======== GIVEN RECORDS ========

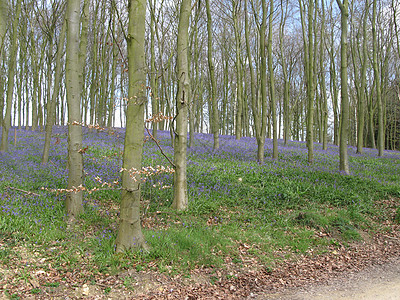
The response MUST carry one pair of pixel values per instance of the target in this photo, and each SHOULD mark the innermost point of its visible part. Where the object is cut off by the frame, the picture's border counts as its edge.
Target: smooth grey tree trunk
(180, 201)
(214, 103)
(129, 232)
(344, 116)
(11, 75)
(51, 107)
(73, 201)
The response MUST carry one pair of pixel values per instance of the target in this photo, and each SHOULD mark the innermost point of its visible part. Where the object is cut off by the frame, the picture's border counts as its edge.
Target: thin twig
(22, 191)
(159, 147)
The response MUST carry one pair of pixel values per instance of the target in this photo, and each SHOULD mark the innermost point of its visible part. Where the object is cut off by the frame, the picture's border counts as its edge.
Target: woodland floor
(356, 271)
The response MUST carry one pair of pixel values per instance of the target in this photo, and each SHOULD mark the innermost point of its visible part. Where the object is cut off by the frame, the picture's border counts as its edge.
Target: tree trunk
(180, 201)
(214, 103)
(344, 116)
(51, 110)
(75, 161)
(381, 133)
(272, 86)
(129, 231)
(11, 74)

========

Each entry, word for word, belongs in your answer; each picture does not.

SOLUTION TO THIS PROBLEM:
The response MUST carry one pair of pixel values per instance of the target in this photo, and each SHOULD mark the innermost point of its visible part. Where the object is cut off by the frame, the picture's border counts as its edge.
Target: smooth grey tree trunk
(180, 201)
(214, 103)
(129, 232)
(344, 116)
(11, 75)
(51, 107)
(73, 201)
The response MUST carry one pair of pixel values per instance of the target in this photo, and each SHOULD mark the innermost point of its visible part. Where the object is cut off by the frame, the picture's border counts as its edge.
Target: thin twig
(22, 191)
(159, 147)
The response MUST carry one pair of pixel values per instance of the target in this photo, and each SHOULD mark the innermost point of its visible part. Where the object is cut off by the frame, the picture's border counts as its edge.
Target: woodland floor
(356, 271)
The response MUST carry one pair of pixel values per instance of the target in this photo, and each SHOULD mark the innermost point of its visible part. Where the object is cut off by the frame, the picture's border counts as its edge.
Target: tree trunk
(180, 201)
(214, 103)
(344, 116)
(51, 110)
(75, 161)
(381, 133)
(272, 86)
(129, 231)
(11, 74)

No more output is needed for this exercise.